__Problem details__. Extract every line below, verbatim.

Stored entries
——

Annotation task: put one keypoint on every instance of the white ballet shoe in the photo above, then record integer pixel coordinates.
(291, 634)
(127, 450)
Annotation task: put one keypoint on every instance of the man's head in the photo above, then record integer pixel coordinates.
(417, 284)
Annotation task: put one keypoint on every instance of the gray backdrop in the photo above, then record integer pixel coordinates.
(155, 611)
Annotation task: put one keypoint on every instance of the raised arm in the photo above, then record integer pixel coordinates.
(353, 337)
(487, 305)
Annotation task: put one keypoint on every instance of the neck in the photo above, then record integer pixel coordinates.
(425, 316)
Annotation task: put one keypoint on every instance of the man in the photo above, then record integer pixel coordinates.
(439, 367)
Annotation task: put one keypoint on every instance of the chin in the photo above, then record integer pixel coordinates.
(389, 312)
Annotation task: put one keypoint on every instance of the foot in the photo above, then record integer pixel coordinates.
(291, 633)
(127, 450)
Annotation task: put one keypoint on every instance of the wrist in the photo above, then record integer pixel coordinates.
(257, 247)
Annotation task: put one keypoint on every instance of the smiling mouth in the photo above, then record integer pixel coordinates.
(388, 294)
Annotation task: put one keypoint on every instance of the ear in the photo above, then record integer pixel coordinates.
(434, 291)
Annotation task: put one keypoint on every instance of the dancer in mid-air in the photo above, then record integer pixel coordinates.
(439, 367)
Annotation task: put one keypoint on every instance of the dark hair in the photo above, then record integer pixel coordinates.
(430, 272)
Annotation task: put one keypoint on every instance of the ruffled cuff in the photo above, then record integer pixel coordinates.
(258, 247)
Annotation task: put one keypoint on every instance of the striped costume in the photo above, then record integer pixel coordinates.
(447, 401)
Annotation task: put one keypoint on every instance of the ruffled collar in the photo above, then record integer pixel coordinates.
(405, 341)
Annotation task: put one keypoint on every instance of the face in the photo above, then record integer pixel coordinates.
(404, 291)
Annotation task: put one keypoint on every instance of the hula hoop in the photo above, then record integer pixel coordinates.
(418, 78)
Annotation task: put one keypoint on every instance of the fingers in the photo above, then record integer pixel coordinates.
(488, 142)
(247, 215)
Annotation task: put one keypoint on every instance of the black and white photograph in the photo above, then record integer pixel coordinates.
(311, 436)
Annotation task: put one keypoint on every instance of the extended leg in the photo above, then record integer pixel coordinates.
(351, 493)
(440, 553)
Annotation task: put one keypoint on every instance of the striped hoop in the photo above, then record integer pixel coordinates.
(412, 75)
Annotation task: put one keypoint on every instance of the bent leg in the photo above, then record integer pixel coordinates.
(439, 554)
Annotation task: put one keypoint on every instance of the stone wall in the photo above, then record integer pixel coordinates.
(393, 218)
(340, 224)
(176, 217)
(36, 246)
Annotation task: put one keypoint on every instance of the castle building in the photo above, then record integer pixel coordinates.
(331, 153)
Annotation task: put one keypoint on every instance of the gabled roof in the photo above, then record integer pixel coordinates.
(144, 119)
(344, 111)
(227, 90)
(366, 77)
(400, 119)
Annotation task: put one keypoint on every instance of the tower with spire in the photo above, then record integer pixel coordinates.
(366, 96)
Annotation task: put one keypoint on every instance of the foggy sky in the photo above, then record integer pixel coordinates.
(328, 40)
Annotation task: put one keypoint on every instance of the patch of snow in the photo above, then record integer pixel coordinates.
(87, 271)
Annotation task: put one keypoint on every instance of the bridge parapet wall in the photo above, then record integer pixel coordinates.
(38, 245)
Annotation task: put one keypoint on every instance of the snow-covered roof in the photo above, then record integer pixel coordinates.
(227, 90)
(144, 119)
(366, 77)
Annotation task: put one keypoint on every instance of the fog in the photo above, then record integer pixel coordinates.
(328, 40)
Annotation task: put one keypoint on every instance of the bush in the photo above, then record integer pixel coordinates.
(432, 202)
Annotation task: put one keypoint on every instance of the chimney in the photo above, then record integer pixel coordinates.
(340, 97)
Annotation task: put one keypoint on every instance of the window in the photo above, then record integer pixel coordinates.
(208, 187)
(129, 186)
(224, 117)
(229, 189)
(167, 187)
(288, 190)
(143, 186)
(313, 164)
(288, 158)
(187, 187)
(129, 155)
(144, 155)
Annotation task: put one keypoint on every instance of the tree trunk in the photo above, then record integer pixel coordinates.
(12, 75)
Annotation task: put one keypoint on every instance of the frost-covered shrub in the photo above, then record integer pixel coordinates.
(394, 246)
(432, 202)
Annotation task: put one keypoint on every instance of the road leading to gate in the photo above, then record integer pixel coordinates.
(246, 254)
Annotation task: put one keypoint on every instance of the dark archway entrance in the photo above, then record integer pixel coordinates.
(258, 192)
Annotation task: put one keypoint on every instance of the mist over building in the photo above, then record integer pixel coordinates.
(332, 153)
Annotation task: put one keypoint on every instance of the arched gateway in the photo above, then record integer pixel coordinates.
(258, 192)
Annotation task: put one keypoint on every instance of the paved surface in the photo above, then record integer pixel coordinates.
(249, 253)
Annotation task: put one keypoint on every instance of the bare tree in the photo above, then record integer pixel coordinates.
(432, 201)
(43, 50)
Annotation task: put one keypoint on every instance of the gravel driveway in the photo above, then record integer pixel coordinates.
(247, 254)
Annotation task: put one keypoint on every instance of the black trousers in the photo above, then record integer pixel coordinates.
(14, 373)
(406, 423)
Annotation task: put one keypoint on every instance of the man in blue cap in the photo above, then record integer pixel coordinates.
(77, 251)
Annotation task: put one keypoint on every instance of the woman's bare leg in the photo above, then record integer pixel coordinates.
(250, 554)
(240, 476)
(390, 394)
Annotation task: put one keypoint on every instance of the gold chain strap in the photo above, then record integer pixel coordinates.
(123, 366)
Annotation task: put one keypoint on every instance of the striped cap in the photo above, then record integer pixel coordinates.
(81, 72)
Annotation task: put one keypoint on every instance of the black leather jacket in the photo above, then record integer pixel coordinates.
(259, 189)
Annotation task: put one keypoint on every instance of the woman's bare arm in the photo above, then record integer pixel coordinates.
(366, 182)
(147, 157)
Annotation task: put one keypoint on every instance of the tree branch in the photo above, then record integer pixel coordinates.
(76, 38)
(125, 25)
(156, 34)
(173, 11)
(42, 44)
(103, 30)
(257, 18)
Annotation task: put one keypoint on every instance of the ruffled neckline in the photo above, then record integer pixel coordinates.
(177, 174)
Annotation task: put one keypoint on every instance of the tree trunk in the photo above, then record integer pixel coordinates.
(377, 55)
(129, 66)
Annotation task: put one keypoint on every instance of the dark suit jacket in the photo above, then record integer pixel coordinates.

——

__Result of this exercise__.
Annotation task: put one keypoint on every instance of the white ballet shoe in the photo above, then record integer pixel coordinates.
(291, 634)
(127, 450)
Annotation task: put one keypoint on every instance of the man's head in the photo above, then record integer pixel coordinates.
(417, 284)
Annotation task: put one keypoint on every instance of the gray backdrop in the photo above, then record integer pixel coordinates.
(155, 611)
Annotation task: put one keypoint on every instance of the raised arm in the photo above, then record integer pixel coordinates.
(353, 337)
(487, 305)
Annotation task: put one keypoint on every instance of the neck in the photo above, then record integer pixel coordinates.
(425, 316)
Annotation task: put one keypoint on every instance of the man in the photo above, then record integer pixel coordinates.
(439, 367)
Annotation task: put one keypoint on every instance of the chin in the photo above, then record integer pixel coordinates.
(389, 312)
Annotation task: put one keypoint on every instance of the foot in the photo above, then record integer pixel coordinates.
(291, 633)
(127, 450)
Annotation task: put one keypoint on every instance of the wrist in the photo above, then record integer pixel coordinates.
(257, 247)
Annotation task: put one keypoint on every instance of the smiling mouth in the photo above, then record integer pixel coordinates.
(388, 294)
Annotation task: put one keypoint on every instance of the ear in the photo above, then record integer pixel coordinates.
(434, 291)
Annotation task: put one keypoint on every instance of the dancer in mid-air in the photo above, then record integer pixel coordinates.
(439, 367)
Annotation task: put one keypoint on every instance of the dark hair in the photo above, then record integer pixel coordinates.
(430, 272)
Annotation task: put one keypoint on every instance of the ruffled cuff in the photo above, then record integer pixel coordinates.
(258, 247)
Annotation task: put one keypoint on every instance of the striped costume in the photo above, then record integer pixel coordinates.
(447, 401)
Annotation task: put one keypoint on every instance of the ruffled collar in the photo above, then record integer pixel coordinates.
(405, 341)
Annotation task: put one keypoint on every instance of the face in the photo above, then record integer pixel coordinates.
(404, 291)
Annotation task: put one keypoint on every instance of the hula hoop in the photo above, then record integer pixel coordinates.
(418, 78)
Annotation task: put one keypoint on every instance of the fingers in the photo above, then record integer pixel coordinates.
(488, 142)
(247, 215)
Annotation task: put one keypoint on every instance of the black and white photograph in the photo above, then record integer pixel coordinates.
(311, 436)
Annotation task: put one keypoint on every instance of the extended leg in the photo above, then record integer pixel coordinates.
(351, 493)
(440, 553)
Annotation task: put one keypoint on every instance of the striped hoop in the photo above, then record integer pixel coordinates.
(412, 75)
Annotation task: put one keypoint on every instance of the bent leg in the photo above, then record integer pixel coordinates.
(439, 554)
Annotation task: put one keypoint on every instance of the stone wall in the photo above, then record integer pixel coordinates.
(393, 218)
(340, 224)
(176, 217)
(36, 246)
Annotation task: put one keypoint on every instance of the castle building in the photo above, then record integer pixel coordinates.
(331, 153)
Annotation task: put one keypoint on every instance of the gabled roof in the photo above, then record integer pixel coordinates.
(144, 119)
(344, 111)
(227, 90)
(366, 77)
(400, 119)
Annotation task: put one keypoint on every instance of the tower with spire in the photo above, then record integer pixel coordinates.
(366, 96)
Annotation task: put one keypoint on every instance of the foggy sky in the photo above, then record integer pixel coordinates.
(328, 40)
Annotation task: put one keypoint on every instance of the patch of snow in the photo above, then record integer pixel coordinates.
(87, 271)
Annotation task: put one keypoint on every instance of the bridge parapet wall in the photo above, then record integer pixel coordinates.
(38, 245)
Annotation task: put one keypoint on every instance of the snow-covered roof in the photo above, then record integer pixel coordinates.
(227, 90)
(144, 119)
(366, 77)
Annotation task: put one keypoint on every instance of the fog in the photo above, then record integer pixel coordinates.
(328, 40)
Annotation task: put one keypoint on every instance of the bush in the photo above, then record integer pixel coordinates.
(432, 202)
Annotation task: put one keypoint on every instance of the chimney in the photo above, then record integer pixel coordinates.
(340, 97)
Annotation task: put one keypoint on every instance of the window in the photo above, then record integer pixel coordinates.
(208, 187)
(129, 186)
(224, 117)
(229, 189)
(167, 187)
(288, 190)
(143, 186)
(313, 164)
(288, 158)
(187, 187)
(129, 155)
(144, 155)
Annotation task: put one keypoint on every instance of the tree trunk in the photo above, then record integer pixel coordinates.
(12, 75)
Annotation task: put one keypoint on every instance of the frost-covered shrub in the photo above, then record integer pixel coordinates.
(394, 246)
(432, 202)
Annotation task: put one keypoint on every instance of the road leading to gate in the photo above, then record integer pixel coordinates.
(246, 254)
Annotation task: put one keypoint on every instance of the dark archway entrance in the photo above, then record integer pixel coordinates.
(258, 192)
Annotation task: put one keypoint on every instance of the mist over building in the photo above, then record integer pixel coordinates.
(332, 153)
Annotation task: put one keypoint on every instance of the arched gateway in the photo above, then record integer pixel coordinates.
(258, 192)
Annotation task: put one keypoint on every instance of the paved surface in the photo above, then record integer pixel coordinates.
(249, 253)
Annotation task: put one keypoint on every instance of the bare tree in the photo above, then record integer pixel coordinates.
(432, 201)
(43, 50)
Annotation task: put one keypoint on every instance of the gravel driveway in the photo above, then record integer pixel coordinates.
(247, 254)
Annotation task: put one keypoint on every instance of the black trousers in the photo above, then record integer pixel coordinates.
(14, 373)
(406, 423)
Annotation task: put one keypoint on every instance of the man in blue cap in the photo above, then record integer pixel coordinates.
(77, 251)
Annotation task: put one keypoint on every instance of the woman's bare leg in the photo above, then record integer pixel coordinates.
(250, 554)
(240, 476)
(390, 394)
Annotation task: put one keypoint on every instance of the gold chain strap in the photo above, then record integer pixel coordinates.
(123, 366)
Annotation task: put one keypoint on every instance of the striped cap in the photo above, then record integer pixel coordinates.
(81, 72)
Annotation task: put one keypoint on every instance of the black leather jacket in the photo above, then record integer pixel coordinates.
(259, 189)
Annotation task: put one keypoint on every instance of the woman's bare arm in the photo above, then record integer pixel coordinates.
(366, 182)
(147, 157)
Annotation task: put one keypoint on every instance of the tree branch in the photo above, then record integer pixel coordinates.
(76, 38)
(125, 25)
(156, 34)
(173, 11)
(42, 44)
(103, 30)
(257, 18)
Annotation task: put one keypoint on every instance of the ruffled neckline in the photo above, then record integer pixel coordinates.
(177, 174)
Annotation task: put one keypoint on every instance of the tree trunk in the photo above, then record integer pixel coordinates.
(377, 55)
(129, 66)
Annotation task: put one keypoint on every instance of the dark suit jacket in the photo above, then record integer pixel coordinates.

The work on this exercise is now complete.